Job — Recast the rows, starting at the beginning and going on through the line with "pixel 146 148", as a two-column CSV headed text and answer, with one line per row and each field quoted, with line breaks inside a field turned into spaces. Leave the pictures out.

(Items from a data source)
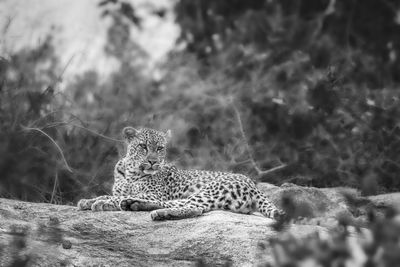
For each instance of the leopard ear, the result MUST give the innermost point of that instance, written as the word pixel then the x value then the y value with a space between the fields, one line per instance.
pixel 168 135
pixel 129 133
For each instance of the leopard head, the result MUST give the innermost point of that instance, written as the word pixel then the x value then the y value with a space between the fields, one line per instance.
pixel 146 148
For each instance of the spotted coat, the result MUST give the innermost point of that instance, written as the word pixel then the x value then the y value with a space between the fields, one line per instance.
pixel 143 181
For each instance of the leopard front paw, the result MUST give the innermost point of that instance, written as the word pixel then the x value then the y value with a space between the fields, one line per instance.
pixel 279 215
pixel 104 205
pixel 159 215
pixel 85 204
pixel 136 204
pixel 130 204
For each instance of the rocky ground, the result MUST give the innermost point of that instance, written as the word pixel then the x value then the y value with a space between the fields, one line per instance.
pixel 56 235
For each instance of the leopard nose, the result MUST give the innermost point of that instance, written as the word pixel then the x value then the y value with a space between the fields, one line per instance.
pixel 152 162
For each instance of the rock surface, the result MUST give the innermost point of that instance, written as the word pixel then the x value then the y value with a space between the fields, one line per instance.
pixel 59 235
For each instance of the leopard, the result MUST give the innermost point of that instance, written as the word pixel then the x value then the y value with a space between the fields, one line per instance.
pixel 145 181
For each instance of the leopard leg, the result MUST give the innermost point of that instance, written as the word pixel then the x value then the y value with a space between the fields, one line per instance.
pixel 266 207
pixel 179 209
pixel 175 213
pixel 108 204
pixel 86 204
pixel 139 204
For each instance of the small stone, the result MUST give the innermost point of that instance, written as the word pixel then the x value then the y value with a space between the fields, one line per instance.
pixel 66 244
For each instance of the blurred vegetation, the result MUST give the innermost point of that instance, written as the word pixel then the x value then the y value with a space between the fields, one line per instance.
pixel 361 242
pixel 252 85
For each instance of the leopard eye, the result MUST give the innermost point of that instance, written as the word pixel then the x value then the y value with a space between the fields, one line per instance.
pixel 144 146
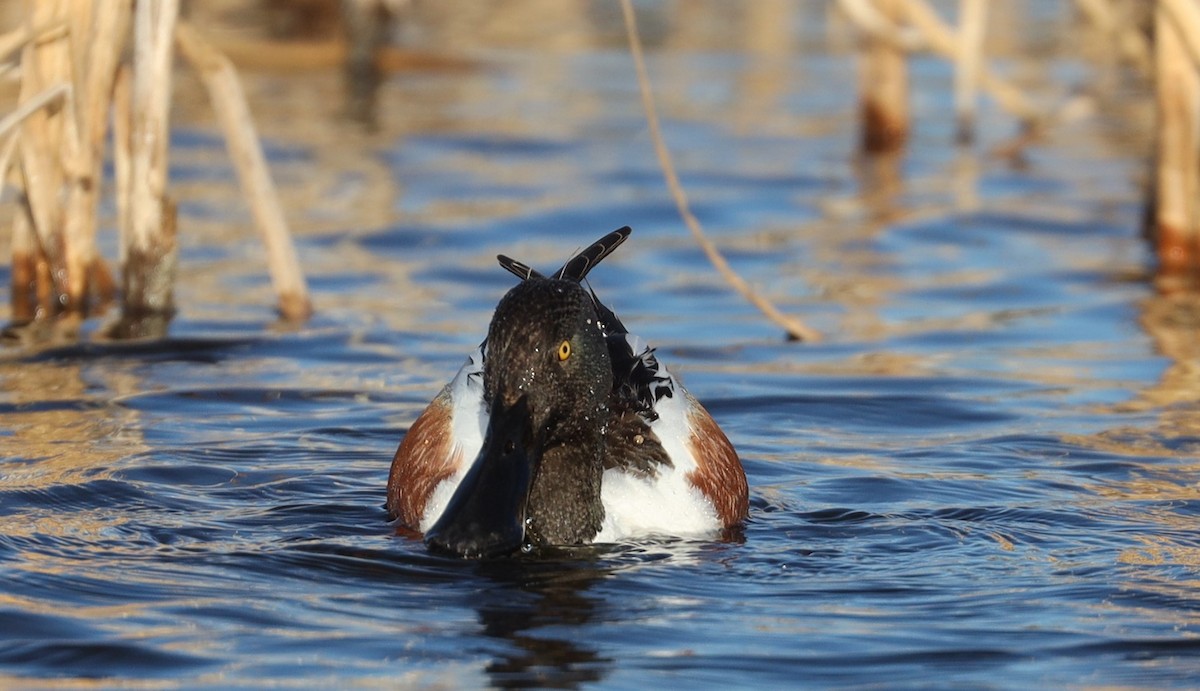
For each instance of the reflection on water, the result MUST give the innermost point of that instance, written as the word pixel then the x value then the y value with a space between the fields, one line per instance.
pixel 987 475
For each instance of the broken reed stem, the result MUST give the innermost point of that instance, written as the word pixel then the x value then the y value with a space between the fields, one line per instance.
pixel 1177 175
pixel 241 138
pixel 151 251
pixel 793 326
pixel 972 24
pixel 941 38
pixel 867 16
pixel 1133 43
pixel 1186 17
pixel 99 34
pixel 883 85
pixel 47 136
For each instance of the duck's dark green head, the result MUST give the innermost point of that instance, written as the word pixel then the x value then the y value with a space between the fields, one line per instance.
pixel 547 378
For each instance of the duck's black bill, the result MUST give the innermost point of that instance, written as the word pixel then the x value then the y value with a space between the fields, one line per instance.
pixel 486 514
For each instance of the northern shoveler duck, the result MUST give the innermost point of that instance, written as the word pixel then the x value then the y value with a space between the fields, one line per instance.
pixel 563 428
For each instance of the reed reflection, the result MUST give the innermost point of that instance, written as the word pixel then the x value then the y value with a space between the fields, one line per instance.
pixel 539 607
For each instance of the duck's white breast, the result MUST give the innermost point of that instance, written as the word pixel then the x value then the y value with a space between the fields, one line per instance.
pixel 666 504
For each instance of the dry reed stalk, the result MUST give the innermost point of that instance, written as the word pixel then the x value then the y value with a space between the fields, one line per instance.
pixel 972 24
pixel 1186 17
pixel 865 14
pixel 99 32
pixel 123 155
pixel 48 140
pixel 1177 175
pixel 1131 42
pixel 151 251
pixel 795 328
pixel 941 38
pixel 241 138
pixel 883 86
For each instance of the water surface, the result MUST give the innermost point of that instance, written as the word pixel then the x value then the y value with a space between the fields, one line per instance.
pixel 984 475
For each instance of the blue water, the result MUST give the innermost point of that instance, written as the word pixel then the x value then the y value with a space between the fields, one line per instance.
pixel 984 475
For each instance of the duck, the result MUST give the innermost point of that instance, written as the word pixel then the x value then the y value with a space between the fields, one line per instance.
pixel 563 428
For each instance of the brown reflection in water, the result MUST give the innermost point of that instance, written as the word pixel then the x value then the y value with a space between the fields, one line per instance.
pixel 58 431
pixel 559 601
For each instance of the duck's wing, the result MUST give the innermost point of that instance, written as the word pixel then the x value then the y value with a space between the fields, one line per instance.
pixel 577 266
pixel 520 269
pixel 442 442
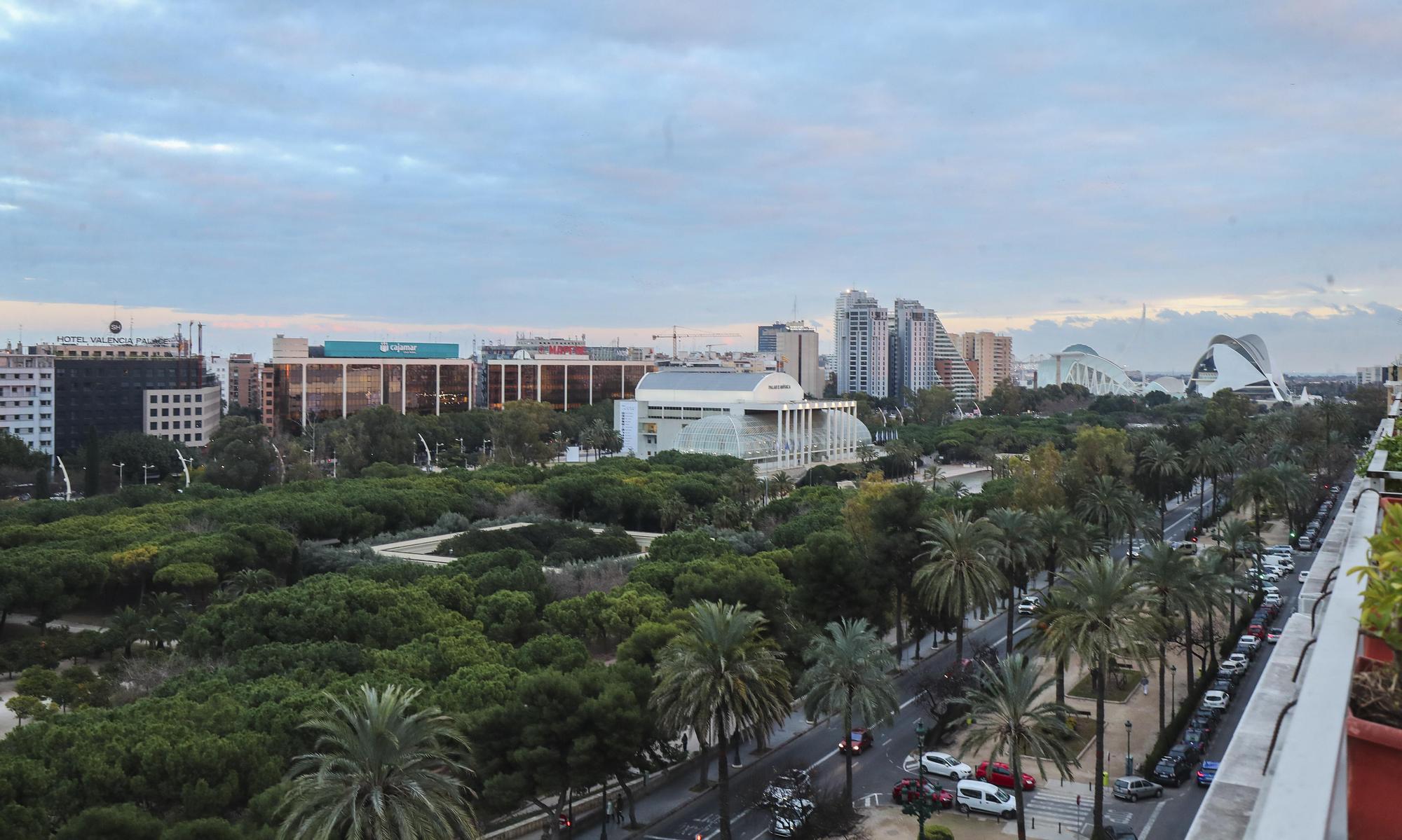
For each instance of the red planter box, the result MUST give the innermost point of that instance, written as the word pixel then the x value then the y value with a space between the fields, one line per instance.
pixel 1375 766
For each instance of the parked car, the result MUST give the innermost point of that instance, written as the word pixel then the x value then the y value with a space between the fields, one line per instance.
pixel 946 765
pixel 1208 773
pixel 1216 699
pixel 912 787
pixel 1002 776
pixel 1136 787
pixel 985 799
pixel 859 743
pixel 1171 771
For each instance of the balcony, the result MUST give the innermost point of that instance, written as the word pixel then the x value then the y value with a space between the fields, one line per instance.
pixel 1286 771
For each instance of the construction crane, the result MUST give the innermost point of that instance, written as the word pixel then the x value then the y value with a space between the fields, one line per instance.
pixel 676 335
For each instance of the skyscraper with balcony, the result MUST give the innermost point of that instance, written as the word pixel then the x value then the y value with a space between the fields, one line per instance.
pixel 862 343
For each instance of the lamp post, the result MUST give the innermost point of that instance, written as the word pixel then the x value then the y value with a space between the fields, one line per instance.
pixel 916 803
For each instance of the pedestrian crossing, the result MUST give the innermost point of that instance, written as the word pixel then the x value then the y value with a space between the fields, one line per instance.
pixel 1063 808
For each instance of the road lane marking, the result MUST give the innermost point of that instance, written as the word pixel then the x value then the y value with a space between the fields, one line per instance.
pixel 1152 818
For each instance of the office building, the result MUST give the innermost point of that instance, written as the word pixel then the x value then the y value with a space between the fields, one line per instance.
pixel 27 398
pixel 243 383
pixel 989 357
pixel 312 383
pixel 769 336
pixel 758 418
pixel 102 384
pixel 186 416
pixel 923 356
pixel 796 353
pixel 862 345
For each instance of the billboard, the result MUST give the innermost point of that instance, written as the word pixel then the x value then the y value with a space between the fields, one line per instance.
pixel 389 350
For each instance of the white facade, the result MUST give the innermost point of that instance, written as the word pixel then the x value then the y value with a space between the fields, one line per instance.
pixel 186 416
pixel 862 345
pixel 759 418
pixel 27 398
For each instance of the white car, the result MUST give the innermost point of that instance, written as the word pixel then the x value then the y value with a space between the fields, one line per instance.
pixel 946 765
pixel 1216 701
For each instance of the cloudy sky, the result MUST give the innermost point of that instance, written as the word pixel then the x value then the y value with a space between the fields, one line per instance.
pixel 456 170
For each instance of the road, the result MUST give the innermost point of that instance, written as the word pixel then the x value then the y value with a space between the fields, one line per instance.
pixel 877 773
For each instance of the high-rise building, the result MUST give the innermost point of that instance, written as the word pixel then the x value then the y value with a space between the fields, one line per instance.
pixel 991 353
pixel 769 336
pixel 245 381
pixel 797 354
pixel 313 383
pixel 27 398
pixel 862 343
pixel 923 356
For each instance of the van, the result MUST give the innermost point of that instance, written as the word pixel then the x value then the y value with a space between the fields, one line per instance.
pixel 985 799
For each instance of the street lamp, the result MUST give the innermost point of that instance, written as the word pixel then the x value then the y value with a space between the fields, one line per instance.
pixel 1129 751
pixel 916 803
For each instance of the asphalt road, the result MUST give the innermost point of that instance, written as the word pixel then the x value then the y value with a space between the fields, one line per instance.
pixel 877 773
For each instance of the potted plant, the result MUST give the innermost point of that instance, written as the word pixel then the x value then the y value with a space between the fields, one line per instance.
pixel 1375 720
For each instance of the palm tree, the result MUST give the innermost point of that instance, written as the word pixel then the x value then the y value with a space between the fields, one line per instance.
pixel 128 628
pixel 1236 537
pixel 381 772
pixel 721 678
pixel 249 580
pixel 961 573
pixel 1257 485
pixel 1166 574
pixel 1007 717
pixel 1104 503
pixel 1199 464
pixel 1019 542
pixel 849 673
pixel 1100 612
pixel 1160 461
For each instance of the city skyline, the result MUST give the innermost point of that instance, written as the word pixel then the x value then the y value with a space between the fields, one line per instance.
pixel 615 170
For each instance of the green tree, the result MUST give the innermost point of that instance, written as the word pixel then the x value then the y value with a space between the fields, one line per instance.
pixel 849 675
pixel 1100 612
pixel 381 772
pixel 1017 545
pixel 1010 717
pixel 1162 462
pixel 962 572
pixel 1166 574
pixel 721 678
pixel 240 455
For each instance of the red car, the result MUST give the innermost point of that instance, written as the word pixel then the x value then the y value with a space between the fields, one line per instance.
pixel 1002 776
pixel 911 787
pixel 859 743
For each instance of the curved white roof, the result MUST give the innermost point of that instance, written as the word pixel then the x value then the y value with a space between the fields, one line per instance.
pixel 713 387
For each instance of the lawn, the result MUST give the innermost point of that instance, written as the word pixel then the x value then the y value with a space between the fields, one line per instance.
pixel 1114 692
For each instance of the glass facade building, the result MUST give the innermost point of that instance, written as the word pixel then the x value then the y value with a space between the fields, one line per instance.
pixel 563 384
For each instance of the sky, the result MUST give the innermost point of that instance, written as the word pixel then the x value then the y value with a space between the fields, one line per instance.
pixel 1136 177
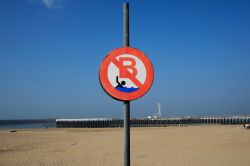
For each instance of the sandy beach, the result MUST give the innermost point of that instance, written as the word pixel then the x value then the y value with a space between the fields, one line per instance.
pixel 172 146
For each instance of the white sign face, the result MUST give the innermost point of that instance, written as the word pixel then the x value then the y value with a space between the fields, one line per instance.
pixel 131 63
pixel 126 74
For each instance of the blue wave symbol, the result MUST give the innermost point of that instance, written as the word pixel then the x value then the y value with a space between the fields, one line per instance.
pixel 125 89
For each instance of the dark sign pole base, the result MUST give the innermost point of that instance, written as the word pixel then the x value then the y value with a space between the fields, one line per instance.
pixel 127 133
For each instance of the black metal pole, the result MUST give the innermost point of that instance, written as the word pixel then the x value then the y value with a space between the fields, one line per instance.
pixel 126 103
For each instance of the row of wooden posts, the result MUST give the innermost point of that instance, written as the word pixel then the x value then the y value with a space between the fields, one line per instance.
pixel 163 122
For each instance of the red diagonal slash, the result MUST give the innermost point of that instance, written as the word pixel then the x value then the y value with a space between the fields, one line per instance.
pixel 130 76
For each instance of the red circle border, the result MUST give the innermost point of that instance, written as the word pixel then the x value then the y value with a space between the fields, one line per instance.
pixel 113 92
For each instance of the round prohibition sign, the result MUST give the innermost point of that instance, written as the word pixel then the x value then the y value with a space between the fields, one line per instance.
pixel 126 74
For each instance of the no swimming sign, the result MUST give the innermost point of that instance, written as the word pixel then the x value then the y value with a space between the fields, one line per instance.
pixel 126 74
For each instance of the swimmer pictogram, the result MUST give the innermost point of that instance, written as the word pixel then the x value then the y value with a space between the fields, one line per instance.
pixel 126 74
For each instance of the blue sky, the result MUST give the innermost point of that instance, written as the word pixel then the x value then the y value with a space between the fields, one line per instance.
pixel 51 50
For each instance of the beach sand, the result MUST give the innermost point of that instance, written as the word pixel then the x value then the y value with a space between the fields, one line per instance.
pixel 166 146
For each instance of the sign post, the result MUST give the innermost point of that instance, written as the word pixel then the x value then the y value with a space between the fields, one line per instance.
pixel 126 74
pixel 126 103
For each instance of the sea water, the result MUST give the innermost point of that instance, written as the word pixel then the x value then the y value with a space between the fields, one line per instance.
pixel 28 126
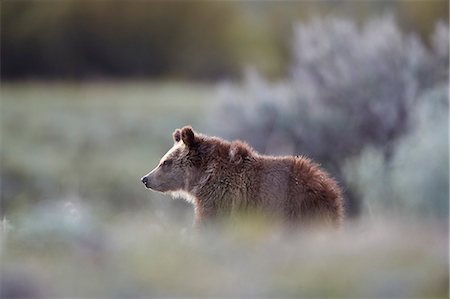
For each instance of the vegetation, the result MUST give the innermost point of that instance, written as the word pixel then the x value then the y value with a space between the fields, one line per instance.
pixel 365 99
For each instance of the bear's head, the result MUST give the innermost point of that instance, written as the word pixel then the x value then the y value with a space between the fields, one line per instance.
pixel 178 169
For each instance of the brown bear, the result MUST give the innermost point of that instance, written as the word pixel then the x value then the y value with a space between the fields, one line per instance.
pixel 221 178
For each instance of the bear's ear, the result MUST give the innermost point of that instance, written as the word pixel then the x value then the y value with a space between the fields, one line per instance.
pixel 188 136
pixel 238 151
pixel 177 135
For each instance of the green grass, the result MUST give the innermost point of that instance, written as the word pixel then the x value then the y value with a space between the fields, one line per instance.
pixel 78 223
pixel 91 140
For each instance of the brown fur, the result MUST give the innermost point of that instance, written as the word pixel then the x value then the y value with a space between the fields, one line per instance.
pixel 222 178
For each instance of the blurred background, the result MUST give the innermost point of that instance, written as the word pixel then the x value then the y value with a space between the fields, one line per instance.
pixel 91 92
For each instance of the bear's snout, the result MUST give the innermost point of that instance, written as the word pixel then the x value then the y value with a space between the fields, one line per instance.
pixel 144 180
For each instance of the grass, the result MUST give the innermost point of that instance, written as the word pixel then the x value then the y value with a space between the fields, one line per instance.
pixel 77 222
pixel 93 141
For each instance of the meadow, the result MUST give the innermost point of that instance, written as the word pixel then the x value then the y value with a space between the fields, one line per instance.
pixel 77 222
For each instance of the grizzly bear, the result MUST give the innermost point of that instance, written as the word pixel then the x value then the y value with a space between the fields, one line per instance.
pixel 222 178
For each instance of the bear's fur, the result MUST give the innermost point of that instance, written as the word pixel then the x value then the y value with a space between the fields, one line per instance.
pixel 221 178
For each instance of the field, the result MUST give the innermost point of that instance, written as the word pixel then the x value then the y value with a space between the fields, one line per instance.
pixel 77 223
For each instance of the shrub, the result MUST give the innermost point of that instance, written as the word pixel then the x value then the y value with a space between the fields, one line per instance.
pixel 349 88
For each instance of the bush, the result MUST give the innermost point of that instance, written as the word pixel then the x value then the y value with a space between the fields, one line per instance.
pixel 349 88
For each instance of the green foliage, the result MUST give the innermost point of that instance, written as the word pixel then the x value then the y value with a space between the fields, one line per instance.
pixel 189 39
pixel 91 141
pixel 137 257
pixel 416 179
pixel 350 88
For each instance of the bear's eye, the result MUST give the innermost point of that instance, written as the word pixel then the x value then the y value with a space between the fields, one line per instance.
pixel 167 163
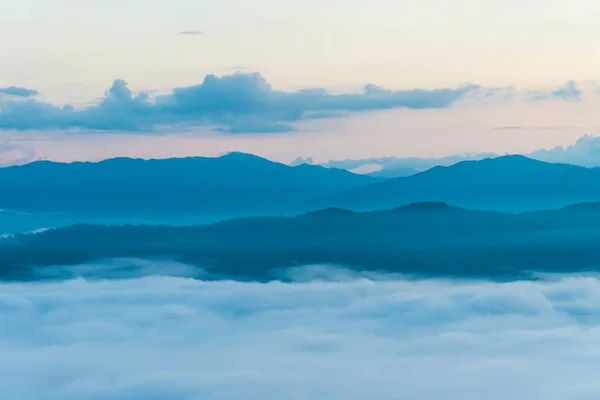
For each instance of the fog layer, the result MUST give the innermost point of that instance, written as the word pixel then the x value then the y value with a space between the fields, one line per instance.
pixel 355 338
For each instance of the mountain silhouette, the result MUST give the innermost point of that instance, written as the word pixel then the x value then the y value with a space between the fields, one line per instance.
pixel 425 239
pixel 507 183
pixel 233 184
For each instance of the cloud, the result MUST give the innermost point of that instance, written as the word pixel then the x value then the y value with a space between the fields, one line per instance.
pixel 237 103
pixel 532 128
pixel 192 33
pixel 16 154
pixel 569 91
pixel 351 339
pixel 585 151
pixel 18 91
pixel 412 163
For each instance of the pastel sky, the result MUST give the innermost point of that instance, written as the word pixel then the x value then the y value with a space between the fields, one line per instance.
pixel 338 78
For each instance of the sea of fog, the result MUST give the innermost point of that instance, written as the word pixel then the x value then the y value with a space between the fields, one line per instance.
pixel 12 222
pixel 329 334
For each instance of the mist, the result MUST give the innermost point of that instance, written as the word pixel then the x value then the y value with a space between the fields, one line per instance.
pixel 336 336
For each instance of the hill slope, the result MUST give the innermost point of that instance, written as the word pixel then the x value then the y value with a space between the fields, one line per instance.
pixel 427 239
pixel 508 183
pixel 233 184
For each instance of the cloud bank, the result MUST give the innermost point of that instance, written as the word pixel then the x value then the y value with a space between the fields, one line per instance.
pixel 15 154
pixel 18 91
pixel 351 339
pixel 237 103
pixel 569 91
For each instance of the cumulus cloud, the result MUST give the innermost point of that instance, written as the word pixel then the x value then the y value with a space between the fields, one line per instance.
pixel 350 339
pixel 16 154
pixel 18 91
pixel 237 103
pixel 405 163
pixel 569 91
pixel 192 33
pixel 585 151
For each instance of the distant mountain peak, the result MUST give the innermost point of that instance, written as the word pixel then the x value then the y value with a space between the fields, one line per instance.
pixel 426 206
pixel 330 211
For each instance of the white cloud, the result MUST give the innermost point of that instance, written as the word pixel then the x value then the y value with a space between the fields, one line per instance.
pixel 175 338
pixel 15 154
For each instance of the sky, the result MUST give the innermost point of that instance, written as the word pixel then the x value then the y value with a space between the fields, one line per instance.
pixel 283 79
pixel 157 338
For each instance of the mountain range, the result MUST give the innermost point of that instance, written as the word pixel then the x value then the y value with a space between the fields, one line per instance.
pixel 509 183
pixel 242 184
pixel 234 184
pixel 422 239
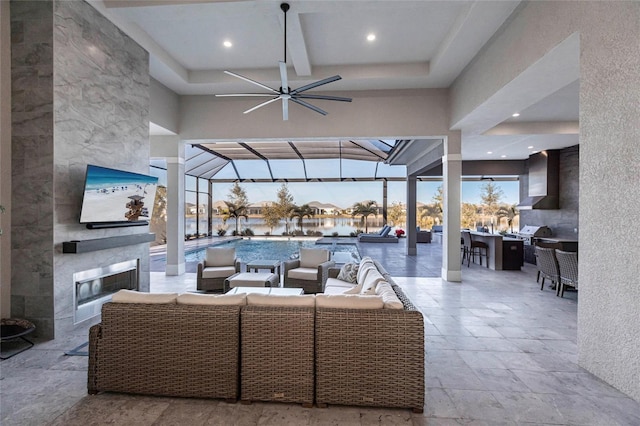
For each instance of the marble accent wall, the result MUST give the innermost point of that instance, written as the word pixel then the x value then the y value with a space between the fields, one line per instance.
pixel 564 220
pixel 97 105
pixel 32 163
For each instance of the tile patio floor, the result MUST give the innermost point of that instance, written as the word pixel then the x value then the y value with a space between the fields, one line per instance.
pixel 498 352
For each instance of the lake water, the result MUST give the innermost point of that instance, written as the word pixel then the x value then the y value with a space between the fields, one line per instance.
pixel 249 250
pixel 342 225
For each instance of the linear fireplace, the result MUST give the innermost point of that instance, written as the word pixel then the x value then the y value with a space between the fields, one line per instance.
pixel 94 287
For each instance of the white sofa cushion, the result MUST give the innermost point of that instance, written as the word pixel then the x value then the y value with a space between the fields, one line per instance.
pixel 371 280
pixel 349 272
pixel 336 290
pixel 389 297
pixel 218 271
pixel 131 296
pixel 334 282
pixel 220 256
pixel 311 258
pixel 305 300
pixel 349 301
pixel 212 299
pixel 309 274
pixel 365 260
pixel 363 270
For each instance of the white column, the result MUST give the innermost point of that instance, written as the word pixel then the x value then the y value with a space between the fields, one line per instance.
pixel 171 148
pixel 411 215
pixel 451 177
pixel 175 214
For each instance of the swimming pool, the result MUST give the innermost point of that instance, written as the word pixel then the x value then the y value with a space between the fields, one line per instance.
pixel 249 250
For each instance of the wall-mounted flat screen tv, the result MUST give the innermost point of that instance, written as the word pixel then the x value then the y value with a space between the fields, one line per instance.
pixel 116 196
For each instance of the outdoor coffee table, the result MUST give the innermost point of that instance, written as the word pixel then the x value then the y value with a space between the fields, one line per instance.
pixel 247 279
pixel 280 291
pixel 272 265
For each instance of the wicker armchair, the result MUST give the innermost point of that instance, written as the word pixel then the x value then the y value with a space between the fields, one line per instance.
pixel 219 264
pixel 548 266
pixel 568 267
pixel 310 271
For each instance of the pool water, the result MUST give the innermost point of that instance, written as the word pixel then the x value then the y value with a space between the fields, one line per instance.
pixel 256 249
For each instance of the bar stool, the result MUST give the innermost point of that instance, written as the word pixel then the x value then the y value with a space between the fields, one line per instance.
pixel 474 248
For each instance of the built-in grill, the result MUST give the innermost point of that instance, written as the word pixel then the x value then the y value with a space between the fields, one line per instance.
pixel 529 232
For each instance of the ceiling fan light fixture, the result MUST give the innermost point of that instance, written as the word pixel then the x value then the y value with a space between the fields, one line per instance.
pixel 285 94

Solution for this exercise —
text,answer
"For each instance of the leopard ear, the result MUST give the innermost point of that instance, written as the word pixel then the x value then the y value with a space between the fields, one line per instance.","pixel 168 135 pixel 129 133"
"For each instance of the leopard head, the result MUST give the innermost point of that instance, written as the word pixel then the x value then the y value with a space between the fields, one line per instance.","pixel 146 148"